[Object point labels]
"""
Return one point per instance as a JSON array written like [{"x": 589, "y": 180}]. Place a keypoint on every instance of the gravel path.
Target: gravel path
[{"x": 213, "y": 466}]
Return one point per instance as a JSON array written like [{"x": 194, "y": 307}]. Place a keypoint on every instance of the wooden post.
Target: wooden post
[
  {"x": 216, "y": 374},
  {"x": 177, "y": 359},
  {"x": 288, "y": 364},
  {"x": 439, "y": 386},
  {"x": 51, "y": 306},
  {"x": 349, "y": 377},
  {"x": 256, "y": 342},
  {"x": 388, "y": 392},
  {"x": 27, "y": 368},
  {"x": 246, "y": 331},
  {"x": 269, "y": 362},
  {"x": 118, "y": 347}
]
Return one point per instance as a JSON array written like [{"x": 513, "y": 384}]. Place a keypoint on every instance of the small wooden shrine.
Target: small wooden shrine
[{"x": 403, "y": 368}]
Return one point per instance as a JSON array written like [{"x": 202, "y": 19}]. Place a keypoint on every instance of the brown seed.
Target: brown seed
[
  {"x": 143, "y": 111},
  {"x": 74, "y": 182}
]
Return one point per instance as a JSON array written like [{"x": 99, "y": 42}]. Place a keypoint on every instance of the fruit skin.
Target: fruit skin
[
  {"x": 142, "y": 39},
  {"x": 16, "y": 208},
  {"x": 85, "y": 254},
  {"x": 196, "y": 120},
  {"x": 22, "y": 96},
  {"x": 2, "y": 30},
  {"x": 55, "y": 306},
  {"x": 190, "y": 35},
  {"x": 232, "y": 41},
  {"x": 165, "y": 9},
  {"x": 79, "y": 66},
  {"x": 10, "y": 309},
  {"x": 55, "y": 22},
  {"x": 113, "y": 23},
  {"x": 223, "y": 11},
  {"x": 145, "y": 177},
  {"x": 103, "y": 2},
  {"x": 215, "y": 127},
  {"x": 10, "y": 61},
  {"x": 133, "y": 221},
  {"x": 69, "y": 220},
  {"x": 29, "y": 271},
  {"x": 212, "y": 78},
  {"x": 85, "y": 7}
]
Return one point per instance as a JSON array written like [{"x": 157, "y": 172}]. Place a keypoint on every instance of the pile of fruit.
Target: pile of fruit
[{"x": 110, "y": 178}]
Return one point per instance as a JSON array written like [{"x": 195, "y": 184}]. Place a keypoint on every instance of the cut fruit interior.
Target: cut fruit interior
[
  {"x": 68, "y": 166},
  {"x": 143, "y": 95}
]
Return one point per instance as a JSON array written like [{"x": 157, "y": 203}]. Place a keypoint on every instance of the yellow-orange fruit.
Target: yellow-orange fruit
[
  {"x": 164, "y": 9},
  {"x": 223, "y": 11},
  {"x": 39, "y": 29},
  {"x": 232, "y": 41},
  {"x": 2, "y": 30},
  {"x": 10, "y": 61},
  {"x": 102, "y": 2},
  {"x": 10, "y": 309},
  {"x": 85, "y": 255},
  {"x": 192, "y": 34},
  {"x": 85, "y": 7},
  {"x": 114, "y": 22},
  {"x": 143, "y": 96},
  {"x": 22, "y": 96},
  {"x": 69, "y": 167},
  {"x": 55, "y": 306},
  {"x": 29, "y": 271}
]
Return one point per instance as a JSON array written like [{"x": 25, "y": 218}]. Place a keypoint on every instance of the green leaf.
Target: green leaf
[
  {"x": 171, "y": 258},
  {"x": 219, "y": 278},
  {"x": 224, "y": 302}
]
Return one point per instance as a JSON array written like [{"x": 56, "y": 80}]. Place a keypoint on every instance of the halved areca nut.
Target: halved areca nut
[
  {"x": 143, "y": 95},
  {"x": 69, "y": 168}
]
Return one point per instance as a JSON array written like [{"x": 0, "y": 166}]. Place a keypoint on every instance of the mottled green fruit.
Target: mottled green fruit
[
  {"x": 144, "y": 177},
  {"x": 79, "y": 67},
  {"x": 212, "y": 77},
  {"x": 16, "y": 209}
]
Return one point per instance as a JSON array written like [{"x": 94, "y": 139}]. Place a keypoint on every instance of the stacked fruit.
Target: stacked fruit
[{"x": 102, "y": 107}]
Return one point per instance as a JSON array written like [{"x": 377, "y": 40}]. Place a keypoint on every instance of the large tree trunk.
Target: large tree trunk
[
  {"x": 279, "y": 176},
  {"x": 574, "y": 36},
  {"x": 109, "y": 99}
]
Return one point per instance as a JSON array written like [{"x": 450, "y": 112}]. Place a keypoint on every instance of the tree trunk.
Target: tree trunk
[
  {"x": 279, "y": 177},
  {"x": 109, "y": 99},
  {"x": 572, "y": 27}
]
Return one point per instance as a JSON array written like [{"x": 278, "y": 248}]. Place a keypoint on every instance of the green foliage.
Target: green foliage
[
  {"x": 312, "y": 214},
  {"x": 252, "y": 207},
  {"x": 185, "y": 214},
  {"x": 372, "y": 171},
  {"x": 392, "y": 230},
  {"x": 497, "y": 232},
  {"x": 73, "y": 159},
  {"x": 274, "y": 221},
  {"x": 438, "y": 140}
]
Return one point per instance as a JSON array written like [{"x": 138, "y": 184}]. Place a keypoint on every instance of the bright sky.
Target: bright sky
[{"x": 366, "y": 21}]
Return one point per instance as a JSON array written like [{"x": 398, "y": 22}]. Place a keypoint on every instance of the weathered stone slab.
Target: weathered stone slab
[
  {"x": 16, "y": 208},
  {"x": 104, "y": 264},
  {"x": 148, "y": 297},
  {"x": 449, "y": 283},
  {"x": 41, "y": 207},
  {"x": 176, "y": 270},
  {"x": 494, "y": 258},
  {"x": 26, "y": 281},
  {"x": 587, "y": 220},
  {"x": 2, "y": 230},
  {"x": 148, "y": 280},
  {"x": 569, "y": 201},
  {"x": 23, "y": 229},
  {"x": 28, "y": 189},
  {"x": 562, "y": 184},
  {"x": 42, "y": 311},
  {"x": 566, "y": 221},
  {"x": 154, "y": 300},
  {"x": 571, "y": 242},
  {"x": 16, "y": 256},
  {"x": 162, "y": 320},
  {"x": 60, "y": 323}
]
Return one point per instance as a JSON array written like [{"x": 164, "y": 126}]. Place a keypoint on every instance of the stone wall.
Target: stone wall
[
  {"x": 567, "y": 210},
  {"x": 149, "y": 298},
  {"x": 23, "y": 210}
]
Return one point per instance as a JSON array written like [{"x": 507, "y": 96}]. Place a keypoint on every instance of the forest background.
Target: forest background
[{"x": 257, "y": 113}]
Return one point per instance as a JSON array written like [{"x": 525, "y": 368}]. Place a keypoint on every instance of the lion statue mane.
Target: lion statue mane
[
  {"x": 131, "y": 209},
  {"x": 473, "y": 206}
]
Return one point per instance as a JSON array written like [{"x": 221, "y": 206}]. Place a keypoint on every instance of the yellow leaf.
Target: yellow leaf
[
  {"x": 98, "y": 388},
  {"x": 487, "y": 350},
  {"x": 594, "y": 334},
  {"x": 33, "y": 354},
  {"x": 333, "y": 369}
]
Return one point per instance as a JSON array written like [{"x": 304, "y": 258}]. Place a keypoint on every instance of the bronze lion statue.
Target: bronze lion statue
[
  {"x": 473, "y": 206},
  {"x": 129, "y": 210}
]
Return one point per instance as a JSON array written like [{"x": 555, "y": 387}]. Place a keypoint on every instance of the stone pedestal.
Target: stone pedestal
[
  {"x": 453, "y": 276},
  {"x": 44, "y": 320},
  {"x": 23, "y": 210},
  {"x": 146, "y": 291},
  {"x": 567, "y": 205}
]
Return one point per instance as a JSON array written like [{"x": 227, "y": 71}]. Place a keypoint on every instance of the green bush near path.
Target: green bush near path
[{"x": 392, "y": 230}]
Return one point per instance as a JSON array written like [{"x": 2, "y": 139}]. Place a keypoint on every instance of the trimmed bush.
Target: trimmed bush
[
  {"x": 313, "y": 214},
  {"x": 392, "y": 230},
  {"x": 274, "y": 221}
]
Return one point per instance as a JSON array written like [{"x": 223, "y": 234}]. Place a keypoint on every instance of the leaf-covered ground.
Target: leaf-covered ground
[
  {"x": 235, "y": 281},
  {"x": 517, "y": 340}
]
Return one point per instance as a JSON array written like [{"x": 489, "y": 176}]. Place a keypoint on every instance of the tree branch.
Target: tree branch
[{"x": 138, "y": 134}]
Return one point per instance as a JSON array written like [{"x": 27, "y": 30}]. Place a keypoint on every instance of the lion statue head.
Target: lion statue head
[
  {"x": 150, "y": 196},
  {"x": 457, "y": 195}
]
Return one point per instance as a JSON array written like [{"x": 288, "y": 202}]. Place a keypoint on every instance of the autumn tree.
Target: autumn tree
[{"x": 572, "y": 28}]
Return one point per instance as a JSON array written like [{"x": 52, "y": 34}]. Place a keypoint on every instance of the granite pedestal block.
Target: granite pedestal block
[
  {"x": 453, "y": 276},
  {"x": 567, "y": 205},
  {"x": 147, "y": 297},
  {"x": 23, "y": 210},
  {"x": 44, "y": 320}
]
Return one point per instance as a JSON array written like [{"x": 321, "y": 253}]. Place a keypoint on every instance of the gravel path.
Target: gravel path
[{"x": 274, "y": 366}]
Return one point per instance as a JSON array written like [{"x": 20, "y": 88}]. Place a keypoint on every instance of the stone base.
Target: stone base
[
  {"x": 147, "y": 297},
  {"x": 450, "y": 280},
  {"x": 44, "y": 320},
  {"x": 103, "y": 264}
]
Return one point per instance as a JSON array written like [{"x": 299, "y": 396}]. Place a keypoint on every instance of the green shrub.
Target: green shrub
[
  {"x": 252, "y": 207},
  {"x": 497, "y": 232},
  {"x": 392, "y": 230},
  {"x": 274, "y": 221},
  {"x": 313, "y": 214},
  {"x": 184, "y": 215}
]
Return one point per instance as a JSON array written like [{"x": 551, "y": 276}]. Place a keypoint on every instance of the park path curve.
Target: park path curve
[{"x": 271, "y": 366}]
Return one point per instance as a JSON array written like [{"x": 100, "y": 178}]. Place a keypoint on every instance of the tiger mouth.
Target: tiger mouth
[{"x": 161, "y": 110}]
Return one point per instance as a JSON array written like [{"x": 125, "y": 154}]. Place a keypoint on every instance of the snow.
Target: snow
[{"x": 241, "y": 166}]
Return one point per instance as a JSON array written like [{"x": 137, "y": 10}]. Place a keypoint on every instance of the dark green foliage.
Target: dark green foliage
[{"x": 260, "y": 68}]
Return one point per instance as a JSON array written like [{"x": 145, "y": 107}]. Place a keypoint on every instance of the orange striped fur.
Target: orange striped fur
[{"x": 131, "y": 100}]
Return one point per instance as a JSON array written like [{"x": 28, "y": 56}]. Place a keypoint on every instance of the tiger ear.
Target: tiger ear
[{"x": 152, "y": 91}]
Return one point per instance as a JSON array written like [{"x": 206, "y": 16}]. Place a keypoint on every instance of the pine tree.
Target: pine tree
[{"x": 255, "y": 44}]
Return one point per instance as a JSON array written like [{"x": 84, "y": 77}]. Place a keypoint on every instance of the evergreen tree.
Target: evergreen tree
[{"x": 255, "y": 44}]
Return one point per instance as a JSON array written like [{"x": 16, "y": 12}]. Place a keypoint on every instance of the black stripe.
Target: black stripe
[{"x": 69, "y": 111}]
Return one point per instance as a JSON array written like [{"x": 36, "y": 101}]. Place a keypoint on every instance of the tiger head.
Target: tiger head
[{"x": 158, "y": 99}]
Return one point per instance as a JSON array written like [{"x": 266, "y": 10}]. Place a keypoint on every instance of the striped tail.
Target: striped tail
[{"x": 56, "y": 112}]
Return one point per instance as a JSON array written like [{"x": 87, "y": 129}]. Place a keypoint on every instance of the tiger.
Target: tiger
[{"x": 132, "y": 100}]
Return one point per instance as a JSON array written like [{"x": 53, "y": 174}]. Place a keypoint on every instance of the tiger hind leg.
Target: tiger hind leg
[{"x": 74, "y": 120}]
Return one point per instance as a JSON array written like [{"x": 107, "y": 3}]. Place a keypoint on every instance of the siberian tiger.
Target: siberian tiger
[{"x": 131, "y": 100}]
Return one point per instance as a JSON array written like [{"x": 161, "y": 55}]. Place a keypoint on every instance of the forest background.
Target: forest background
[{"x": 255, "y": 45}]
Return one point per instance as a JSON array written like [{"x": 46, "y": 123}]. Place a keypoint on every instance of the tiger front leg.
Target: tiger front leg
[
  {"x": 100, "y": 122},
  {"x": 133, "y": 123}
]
"""
#### Directions for this task:
Exactly reproduce the lines beginning with the one that contains "the striped tail." and ending with the last line of the material, both included. Leave out everything else.

#### Solution to this exercise:
Return one point per instance as a JSON array written like [{"x": 266, "y": 10}]. Place a keypoint on every instance of the striped tail.
Target: striped tail
[{"x": 56, "y": 112}]
Return one point per instance as a JSON array written like [{"x": 87, "y": 129}]. Place a keypoint on every instance of the tiger.
Target: tiger
[{"x": 132, "y": 100}]
Return one point per instance as a JSON array written like [{"x": 53, "y": 174}]. Place a keypoint on every instance of the tiger hind leg.
Target: tiger hind leg
[{"x": 74, "y": 120}]
Return one point per instance as a JSON array written like [{"x": 107, "y": 3}]. Place a keypoint on every instance of the siberian tiger.
Target: siberian tiger
[{"x": 131, "y": 100}]
Return one point per instance as a JSON array written like [{"x": 161, "y": 55}]. Place a keypoint on every instance of the forest background.
Target: forest background
[{"x": 255, "y": 45}]
Return one point per instance as a JSON array written like [{"x": 46, "y": 123}]. Place a keypoint on every instance of the tiger front leg.
Target: tiger front leg
[
  {"x": 100, "y": 122},
  {"x": 133, "y": 123}
]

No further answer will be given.